- PAGE EXTRACT:
"""
Next, equipment.  One recipe said a food mill was good for a particular job (I could be wrong, but I believe the job was making Julia Child’s leak and potato soup) but you weren’t recommending it because few people have such an esoteric and old fashioned piece of equipment as a food mill.  Something that, even though I am not 150 years old, I happen to have.  What you apparently believe all people DO have is food processors.  Also microwaves.  And, that sign of an amateur in the kitchen, a garlic press.
 Possibly most people do have food processors and microwaves and even garlic presses.  I have a garlic press although I never used it and long ago consigned it to service as a PlayDo accessory for my daughter.  Possibly, the number of people who don’t possess food processors and microwaves and let’s not forget heavy-duty mixers with dough hooks is so miniscule, we’re not worth worrying about.  Clearly, we’re not worth translating any recipe for. 
That’s fine.  I can translate recipes myself.  I know how to melt chocolate on top of a pan of simmering water rather than in the microwave I do not have, and how to chop vegetables using that quaint, old fashioned invention the knife rather than the food processor I also do not have, and I will for a dish I’m interested in making.  But that brings me to my next and biggest problem, Cooks.  I don’t want to make any of your food.
The recipes always have too many steps.  They also always include ingredients I will never use.  I don’t want to make my sauces silky by using gelatin.  I know the cooks in Cooks-landia are very proud of having figured out how gelatin mimics the whatever-it-is in slow cooked meat sauces that comes off the bones and thickens the sauce naturally, but gelatin will never make its way into my sauce.  I’m not using liquid smoke either.  And I’m never going to use cream to emulsify a pasta sauce.
This is how you emulsify pasta sauces, Cooks, the ones that just have oil and parmesan cheese, for example.  Or the lemon sauce you tried to duplicate recently.  You make the sauce quickly in a pan (quick is its signature), you add the pasta and some of the pasta cooking water, then you turn the pasta over and over in the sauce.  Over and over.  Add a little more pasta water if it’s not the right consistency.  Turn the heat up if there’s too much liquid.  Putting cream in a non-cream sauce – in a sauce whose reason for being is that it is not a cream sauce –  makes you look lame.
"""
- WRITTEN REQUEST 1: Condense the paragraph of the recipe complaint that begins "The recipes always have too many steps" into a short bulleted list that keeps its main facts.

- EXCERPTED RECORDS:
"""
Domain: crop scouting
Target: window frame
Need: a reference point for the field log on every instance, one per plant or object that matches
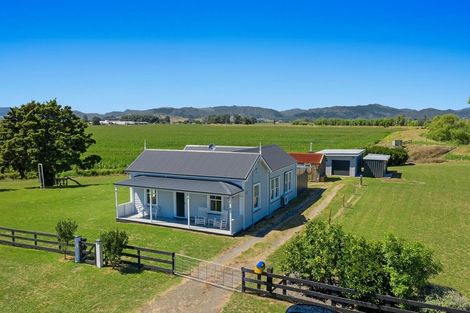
(210, 199)
(150, 195)
(257, 207)
(288, 188)
(274, 193)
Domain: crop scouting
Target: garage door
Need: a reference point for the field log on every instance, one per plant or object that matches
(340, 167)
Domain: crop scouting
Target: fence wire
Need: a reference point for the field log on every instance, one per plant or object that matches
(209, 272)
"""
- WRITTEN REQUEST 2: Express the listing above as a JSON list of strings, one string per line, with blank lines left out. Leave the picture out of the answer.

- PROBLEM SOLUTION 1:
- The recipes always have too many steps.
- They always include ingredients the writer will never use.
- The writer won't use gelatin to make sauces silky, even though the Cooks cooks are proud of working out how it mimics what comes off the bones in slow-cooked meat sauces.
- Liquid smoke is out too.
- Cream will never be used to emulsify a pasta sauce.

- PROBLEM SOLUTION 2:
[
  "Domain: crop scouting",
  "Target: window frame",
  "Need: a reference point for the field log on every instance, one per plant or object that matches",
  "(210, 199)",
  "(150, 195)",
  "(257, 207)",
  "(288, 188)",
  "(274, 193)",
  "Domain: crop scouting",
  "Target: garage door",
  "Need: a reference point for the field log on every instance, one per plant or object that matches",
  "(340, 167)",
  "Domain: crop scouting",
  "Target: fence wire",
  "Need: a reference point for the field log on every instance, one per plant or object that matches",
  "(209, 272)"
]